▶ [Exercise] Name each reviewer listed in the commit message that follows.

▶ [Selection]
+++++

[llvm] r372255 - [SimplifyCFG] mergeConditionalStoreToAddress(): consider cost, not instruction count

Roman Lebedev via llvm-commits llvm-commits at lists.llvm.org
Wed Sep 18 12:46:57 PDT 2019


Author: lebedevri
Date: Wed Sep 18 12:46:57 2019
New Revision: 372255

URL: http://llvm.org/viewvc/llvm-project?rev=372255&view=rev
Log:
[SimplifyCFG] mergeConditionalStoreToAddress(): consider cost, not instruction count

Summary:
As it can be see in the changed test, while `div` is really costly,
we were speculating it. This does not seem correct.

Also, the old code would run for every single insturuction in BB,
instead of eagerly bailing out as soon as there are too many instructions.

This function still has a problem that `PHINodeFoldingThreshold` is
per-basic-block, while it should be for all the basic blocks.

Reviewers: efriedma, craig.topper, dmgreen, jmolloy

Reviewed By: jmolloy

Subscribers: xbolva00, hiraditya, llvm-commits

Tags: #llvm

Differential Revision: https://reviews.llvm.org/D67315

Modified:
    llvm/trunk/lib/Transforms/Utils/SimplifyCFG.cpp
    llvm/trunk/test/Transforms/SimplifyCFG/X86/merge-cond-stores-cost.ll

Modified: llvm/trunk/lib/Transforms/Utils/SimplifyCFG.cpp
URL: http://llvm.org/viewvc/llvm-project/llvm/trunk/lib/Transforms/Utils/SimplifyCFG.cpp?rev=372255&r1=372254&r2=372255&view=diff
==============================================================================
--- llvm/trunk/lib/Transforms/Utils/SimplifyCFG.cpp (original)

+++++

▶ [Information provided]

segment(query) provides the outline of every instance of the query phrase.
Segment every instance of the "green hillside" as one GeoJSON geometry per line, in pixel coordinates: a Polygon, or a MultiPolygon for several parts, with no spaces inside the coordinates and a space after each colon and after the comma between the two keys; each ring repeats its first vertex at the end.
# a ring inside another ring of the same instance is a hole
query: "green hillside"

+++++

▶ [Exercise response] efriedma, craig.topper, dmgreen, jmolloy